- TRY IT: An exact copy of all the data is the expected answer.

· · ·

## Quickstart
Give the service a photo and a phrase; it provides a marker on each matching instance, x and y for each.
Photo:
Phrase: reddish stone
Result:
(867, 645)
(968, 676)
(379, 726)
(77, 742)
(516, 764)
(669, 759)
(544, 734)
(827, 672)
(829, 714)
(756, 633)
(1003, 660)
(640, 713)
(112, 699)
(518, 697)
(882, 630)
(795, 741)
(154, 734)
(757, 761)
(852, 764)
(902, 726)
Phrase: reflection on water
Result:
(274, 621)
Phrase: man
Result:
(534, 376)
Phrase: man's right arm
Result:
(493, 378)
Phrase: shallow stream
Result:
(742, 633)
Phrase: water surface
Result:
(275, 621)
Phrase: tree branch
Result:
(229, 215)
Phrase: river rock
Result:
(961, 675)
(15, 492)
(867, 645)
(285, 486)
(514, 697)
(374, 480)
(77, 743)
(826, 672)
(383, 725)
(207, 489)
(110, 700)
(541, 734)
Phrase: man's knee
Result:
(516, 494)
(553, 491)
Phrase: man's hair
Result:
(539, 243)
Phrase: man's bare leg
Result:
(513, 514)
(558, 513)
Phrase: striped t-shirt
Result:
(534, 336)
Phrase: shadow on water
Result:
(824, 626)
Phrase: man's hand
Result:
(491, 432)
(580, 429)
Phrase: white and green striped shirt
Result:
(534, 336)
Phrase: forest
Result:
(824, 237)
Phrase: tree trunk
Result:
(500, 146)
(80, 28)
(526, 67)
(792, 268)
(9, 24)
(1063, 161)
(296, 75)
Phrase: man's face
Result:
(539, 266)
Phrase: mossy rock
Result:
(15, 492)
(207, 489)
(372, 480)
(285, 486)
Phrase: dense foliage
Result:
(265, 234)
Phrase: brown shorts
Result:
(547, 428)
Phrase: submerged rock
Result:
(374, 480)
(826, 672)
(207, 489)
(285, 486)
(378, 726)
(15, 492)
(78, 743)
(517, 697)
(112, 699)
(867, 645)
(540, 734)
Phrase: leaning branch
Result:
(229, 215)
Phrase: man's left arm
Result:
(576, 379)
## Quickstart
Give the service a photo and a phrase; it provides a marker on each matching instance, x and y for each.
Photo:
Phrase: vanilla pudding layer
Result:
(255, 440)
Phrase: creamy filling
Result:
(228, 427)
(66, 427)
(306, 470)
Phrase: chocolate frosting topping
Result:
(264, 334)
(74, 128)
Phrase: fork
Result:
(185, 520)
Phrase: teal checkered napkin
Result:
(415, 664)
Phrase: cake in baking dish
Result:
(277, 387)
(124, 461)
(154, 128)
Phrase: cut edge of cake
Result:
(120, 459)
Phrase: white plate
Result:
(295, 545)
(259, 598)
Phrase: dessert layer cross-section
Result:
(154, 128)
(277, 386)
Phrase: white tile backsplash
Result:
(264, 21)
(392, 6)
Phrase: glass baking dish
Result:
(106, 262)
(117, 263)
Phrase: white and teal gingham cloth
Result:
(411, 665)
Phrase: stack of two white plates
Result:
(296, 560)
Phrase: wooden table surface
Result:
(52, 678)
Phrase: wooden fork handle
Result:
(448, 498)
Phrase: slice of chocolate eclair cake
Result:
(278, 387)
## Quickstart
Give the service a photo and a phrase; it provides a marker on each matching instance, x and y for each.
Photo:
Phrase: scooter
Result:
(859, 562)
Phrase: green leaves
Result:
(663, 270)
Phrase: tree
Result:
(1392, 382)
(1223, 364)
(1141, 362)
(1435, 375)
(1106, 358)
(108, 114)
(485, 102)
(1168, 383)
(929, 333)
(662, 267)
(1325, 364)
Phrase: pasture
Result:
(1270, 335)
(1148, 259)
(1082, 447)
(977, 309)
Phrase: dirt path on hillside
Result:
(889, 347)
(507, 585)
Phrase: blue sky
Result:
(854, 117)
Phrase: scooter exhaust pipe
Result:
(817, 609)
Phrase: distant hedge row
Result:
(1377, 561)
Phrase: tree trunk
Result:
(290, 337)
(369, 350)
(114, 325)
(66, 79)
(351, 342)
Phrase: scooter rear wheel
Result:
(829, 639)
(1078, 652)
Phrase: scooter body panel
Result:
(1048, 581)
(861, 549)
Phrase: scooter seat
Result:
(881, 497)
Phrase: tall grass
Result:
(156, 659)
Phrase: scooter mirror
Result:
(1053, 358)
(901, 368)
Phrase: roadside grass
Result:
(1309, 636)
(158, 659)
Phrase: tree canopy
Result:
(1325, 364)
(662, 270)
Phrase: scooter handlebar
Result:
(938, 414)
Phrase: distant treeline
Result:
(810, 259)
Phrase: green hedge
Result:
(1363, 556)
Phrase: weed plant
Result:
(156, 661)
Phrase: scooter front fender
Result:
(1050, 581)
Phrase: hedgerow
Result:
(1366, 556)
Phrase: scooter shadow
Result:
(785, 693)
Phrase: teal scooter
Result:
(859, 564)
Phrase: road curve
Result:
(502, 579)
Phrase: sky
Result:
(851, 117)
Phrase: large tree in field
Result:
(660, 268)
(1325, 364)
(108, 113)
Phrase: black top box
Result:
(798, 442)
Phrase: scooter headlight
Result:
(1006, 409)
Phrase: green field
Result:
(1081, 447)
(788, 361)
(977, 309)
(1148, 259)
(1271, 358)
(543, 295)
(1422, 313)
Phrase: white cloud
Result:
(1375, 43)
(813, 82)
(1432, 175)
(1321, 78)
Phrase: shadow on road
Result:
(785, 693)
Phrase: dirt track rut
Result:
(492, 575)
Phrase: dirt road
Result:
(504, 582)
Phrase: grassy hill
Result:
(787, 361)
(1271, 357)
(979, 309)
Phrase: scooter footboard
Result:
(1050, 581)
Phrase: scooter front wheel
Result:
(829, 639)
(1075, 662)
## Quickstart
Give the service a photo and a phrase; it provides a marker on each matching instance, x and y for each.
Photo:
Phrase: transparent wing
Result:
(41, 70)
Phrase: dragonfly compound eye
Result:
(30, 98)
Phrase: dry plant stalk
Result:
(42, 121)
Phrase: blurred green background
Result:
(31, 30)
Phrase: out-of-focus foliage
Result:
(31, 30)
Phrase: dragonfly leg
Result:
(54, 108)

· · ·

- RESPONSE TO THIS TASK:
## Quickstart
Give the service a photo and a phrase; it provides a marker on each matching instance, x and y for each.
Photo:
Phrase: reddish stone
Result:
(867, 645)
(968, 676)
(379, 726)
(77, 742)
(516, 764)
(669, 759)
(544, 734)
(827, 672)
(829, 714)
(756, 633)
(1003, 660)
(640, 713)
(112, 699)
(518, 697)
(882, 630)
(795, 741)
(154, 734)
(757, 761)
(852, 764)
(902, 726)
Phrase: reflection on water
Result:
(274, 621)
Phrase: man
Result:
(534, 376)
Phrase: man's right arm
Result:
(493, 378)
Phrase: shallow stream
Result:
(742, 633)
Phrase: water surface
Result:
(275, 621)
Phrase: tree branch
Result:
(229, 215)
Phrase: river rock
Result:
(961, 675)
(15, 492)
(867, 645)
(285, 486)
(514, 697)
(374, 480)
(77, 743)
(826, 672)
(383, 725)
(207, 489)
(110, 700)
(541, 734)
Phrase: man's knee
Result:
(516, 494)
(553, 491)
Phrase: man's hair
Result:
(539, 243)
Phrase: man's bare leg
Result:
(513, 514)
(558, 513)
Phrase: striped t-shirt
Result:
(534, 336)
Phrase: shadow on water
Result:
(824, 626)
Phrase: man's hand
Result:
(491, 432)
(580, 429)
Phrase: white and green striped shirt
Result:
(534, 336)
Phrase: forest
Result:
(824, 237)
Phrase: tree trunk
Result:
(500, 146)
(80, 28)
(526, 67)
(792, 268)
(9, 24)
(1063, 161)
(296, 75)
Phrase: man's face
Result:
(539, 266)
Phrase: mossy rock
Result:
(15, 492)
(207, 489)
(372, 480)
(285, 486)
Phrase: dense foliage
Result:
(265, 234)
Phrase: brown shorts
Result:
(547, 428)
Phrase: submerged rock
Result:
(374, 480)
(826, 672)
(207, 489)
(285, 486)
(378, 726)
(15, 492)
(78, 743)
(517, 697)
(112, 699)
(867, 645)
(540, 734)
Phrase: leaning branch
Result:
(229, 215)
Phrase: man's left arm
Result:
(576, 379)
## Quickstart
Give the service a photo and a phrase; it provides a marker on each matching instance, x and y for each.
Photo:
Phrase: vanilla pudding layer
Result:
(255, 440)
Phrase: creamy filling
Result:
(228, 427)
(66, 427)
(306, 470)
Phrase: chocolate frosting topping
Result:
(264, 334)
(74, 128)
Phrase: fork
Result:
(185, 520)
Phrase: teal checkered napkin
Result:
(415, 664)
Phrase: cake in baking dish
Result:
(277, 387)
(124, 461)
(154, 128)
Phrase: cut edge of cake
Result:
(120, 459)
Phrase: white plate
Result:
(295, 545)
(259, 598)
Phrase: dessert layer cross-section
Result:
(154, 128)
(277, 386)
Phrase: white tile backsplash
Result:
(264, 21)
(392, 6)
Phrase: glass baking dish
Result:
(106, 262)
(117, 263)
Phrase: white and teal gingham cloth
Result:
(411, 665)
Phrase: stack of two white plates
Result:
(296, 560)
Phrase: wooden table surface
Result:
(52, 678)
Phrase: wooden fork handle
Result:
(448, 498)
Phrase: slice of chocolate eclair cake
Result:
(278, 387)
## Quickstart
Give the service a photo and a phrase; it provides a marker on each matching instance, x and y for each.
Photo:
Phrase: scooter
Result:
(859, 562)
Phrase: green leaves
Result:
(663, 270)
Phrase: tree
Result:
(1392, 382)
(1223, 364)
(1141, 362)
(1435, 375)
(1106, 358)
(108, 114)
(485, 102)
(1168, 383)
(929, 333)
(662, 267)
(1325, 364)
Phrase: pasture
Result:
(1270, 335)
(1148, 259)
(1082, 447)
(977, 309)
Phrase: dirt path on hillside
Result:
(889, 347)
(507, 585)
Phrase: blue sky
Result:
(854, 117)
Phrase: scooter exhaust pipe
Result:
(817, 609)
Phrase: distant hedge row
Result:
(1377, 561)
Phrase: tree trunk
Result:
(290, 337)
(369, 350)
(114, 325)
(66, 79)
(351, 342)
Phrase: scooter rear wheel
Result:
(829, 639)
(1078, 652)
Phrase: scooter body panel
Result:
(1048, 581)
(861, 549)
Phrase: scooter seat
Result:
(881, 497)
Phrase: tall grass
Result:
(156, 659)
Phrase: scooter mirror
Result:
(1053, 358)
(901, 368)
Phrase: roadside grass
Result:
(1309, 636)
(158, 659)
Phrase: tree canopy
Result:
(1325, 364)
(662, 270)
Phrase: scooter handlebar
Result:
(938, 414)
Phrase: distant treeline
Result:
(810, 259)
Phrase: green hedge
Result:
(1363, 556)
Phrase: weed plant
Result:
(156, 661)
Phrase: scooter front fender
Result:
(1050, 581)
Phrase: hedgerow
Result:
(1366, 556)
Phrase: scooter shadow
Result:
(785, 693)
Phrase: teal scooter
Result:
(859, 564)
Phrase: road curve
Result:
(502, 579)
Phrase: sky
Result:
(851, 117)
Phrase: large tree in field
Result:
(660, 268)
(1325, 364)
(108, 113)
Phrase: black top box
Result:
(798, 442)
Phrase: scooter headlight
Result:
(1006, 409)
Phrase: green field
Result:
(1081, 447)
(788, 361)
(977, 309)
(1148, 259)
(1271, 358)
(543, 295)
(1422, 313)
Phrase: white cloud
Result:
(1375, 43)
(813, 82)
(1432, 175)
(1321, 78)
Phrase: shadow on road
Result:
(785, 693)
Phrase: dirt track rut
Result:
(492, 575)
Phrase: dirt road
Result:
(504, 582)
Phrase: grassy hill
Result:
(787, 361)
(1271, 357)
(979, 309)
Phrase: scooter footboard
Result:
(1050, 581)
Phrase: scooter front wheel
Result:
(829, 639)
(1075, 662)
## Quickstart
Give the service a photo and a phrase; it provides a marker on each matching instance, x and y for each.
Photo:
Phrase: transparent wing
Result:
(41, 70)
Phrase: dragonfly compound eye
Result:
(30, 98)
Phrase: dry plant stalk
Result:
(42, 121)
Phrase: blurred green background
Result:
(31, 30)
Phrase: out-of-focus foliage
Result:
(31, 30)
Phrase: dragonfly leg
Result:
(54, 108)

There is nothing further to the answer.